** Begin READING TEXT **
# Scoring thread only please!!!



## DeeS (May 12, 2005)

Hey gals, here is a thread for posting your pics for POINTS ONLY! Lets try to keep the congrats and all on a different thread as it will help me immensely in the keeping of scores correct. 

Thanks and shoot straight!!

Dee


----------



## squish2519 (Dec 14, 2006)

* Team 3 scores BIG*

First Blood Ladies... 139 4/8 BUCK 

































First archery kill!!!!!


----------



## HuntressInPink (Jul 14, 2009)

*My First Harvest For Team Pink Deception (#9)*

Hello Ladies! Here is my first harvest for my team "Pink Deception". This is a Porcupine shot at about 15 yards with my bow on Saturday evening August 29,2009. Yeah!!!


----------



## nikkifay (Jul 13, 2009)

*Team #3 scores again*

Hey ladies, I know it is small but here is my first ever bow kill, I was lucky enough to have a girls night out hunt with my daughter and good friend!!!! September 7th. :darkbeer:


----------



## Chiquita_hunt3r (Sep 28, 2007)

*Team 11!*

We're on the board!!


----------



## Montana girl (Jun 16, 2008)

*09 Turkey*

Here is my 09 Turkey taken with my PSE Bowmadness XS using Grim Reaper Broadheads, and my Carter Ember thumb release !! Taken September 13, 2009 at about 25 yards! GO team RACKS!!!


----------



## MNArrowFlinger (Jul 8, 2008)

Team 7 - ArchAngels on the board! 

Bear shot on 9-16-09.


----------



## DeeS (May 12, 2005)

Alrighty, here is my '09 tom taken with a Rytera Alien X, Wac'em broad heads and I used my Spot-Hogg Cascade 10 thumb release. Taken Sept. 23, 2009.
** End READING TEXT **
** Begin LISTED ENTRIES **
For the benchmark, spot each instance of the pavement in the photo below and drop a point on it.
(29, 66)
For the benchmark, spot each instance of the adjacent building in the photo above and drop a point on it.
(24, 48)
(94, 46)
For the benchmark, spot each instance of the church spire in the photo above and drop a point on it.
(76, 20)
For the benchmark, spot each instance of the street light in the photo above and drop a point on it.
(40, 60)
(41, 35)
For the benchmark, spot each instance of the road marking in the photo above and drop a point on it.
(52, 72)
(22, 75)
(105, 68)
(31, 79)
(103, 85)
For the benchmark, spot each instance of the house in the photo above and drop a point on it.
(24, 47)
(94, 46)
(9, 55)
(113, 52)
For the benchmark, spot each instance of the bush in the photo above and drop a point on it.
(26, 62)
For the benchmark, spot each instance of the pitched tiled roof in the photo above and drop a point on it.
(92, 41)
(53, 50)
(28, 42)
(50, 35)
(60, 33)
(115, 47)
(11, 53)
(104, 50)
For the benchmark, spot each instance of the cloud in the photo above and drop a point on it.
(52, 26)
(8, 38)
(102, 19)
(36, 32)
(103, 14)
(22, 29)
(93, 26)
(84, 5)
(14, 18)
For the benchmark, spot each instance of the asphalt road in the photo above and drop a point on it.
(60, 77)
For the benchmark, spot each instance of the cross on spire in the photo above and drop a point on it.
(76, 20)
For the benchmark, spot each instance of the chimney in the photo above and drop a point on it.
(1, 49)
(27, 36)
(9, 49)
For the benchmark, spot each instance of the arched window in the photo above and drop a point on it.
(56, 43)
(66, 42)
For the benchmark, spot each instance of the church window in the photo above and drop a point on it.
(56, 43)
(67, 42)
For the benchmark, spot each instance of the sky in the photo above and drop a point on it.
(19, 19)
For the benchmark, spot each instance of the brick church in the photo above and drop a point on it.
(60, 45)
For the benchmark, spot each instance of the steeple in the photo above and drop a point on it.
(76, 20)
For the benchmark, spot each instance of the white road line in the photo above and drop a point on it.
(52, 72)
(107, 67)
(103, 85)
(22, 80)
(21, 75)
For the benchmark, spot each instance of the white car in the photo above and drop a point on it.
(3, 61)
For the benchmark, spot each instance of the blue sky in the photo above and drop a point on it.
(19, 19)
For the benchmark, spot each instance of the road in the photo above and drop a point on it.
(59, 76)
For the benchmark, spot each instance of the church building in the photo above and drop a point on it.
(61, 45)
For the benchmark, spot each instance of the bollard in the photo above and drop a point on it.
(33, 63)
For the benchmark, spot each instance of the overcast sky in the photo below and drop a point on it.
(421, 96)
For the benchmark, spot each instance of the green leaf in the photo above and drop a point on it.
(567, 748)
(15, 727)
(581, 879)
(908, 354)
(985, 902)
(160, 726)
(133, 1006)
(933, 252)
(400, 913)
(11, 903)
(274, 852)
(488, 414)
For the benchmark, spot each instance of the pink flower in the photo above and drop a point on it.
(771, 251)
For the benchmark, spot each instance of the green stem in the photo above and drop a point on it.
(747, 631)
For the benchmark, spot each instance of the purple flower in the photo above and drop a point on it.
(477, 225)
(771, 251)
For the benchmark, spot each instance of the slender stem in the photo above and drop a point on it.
** End LISTED ENTRIES **
§ **THE PROBLEM**:
Rewrite the part of the scoring thread starting at "Here is my 09" and ending at "GO team RACKS!!!", changing "Grim Reaper Broadheads" to "Muzzy Broadheads".

§ **SOLUTION TO THE PROBLEM**:
Here is my 09 Turkey taken with my PSE Bowmadness XS using Muzzy Broadheads, and my Carter Ember thumb release !! Taken September 13, 2009 at about 25 yards! GO team RACKS!!!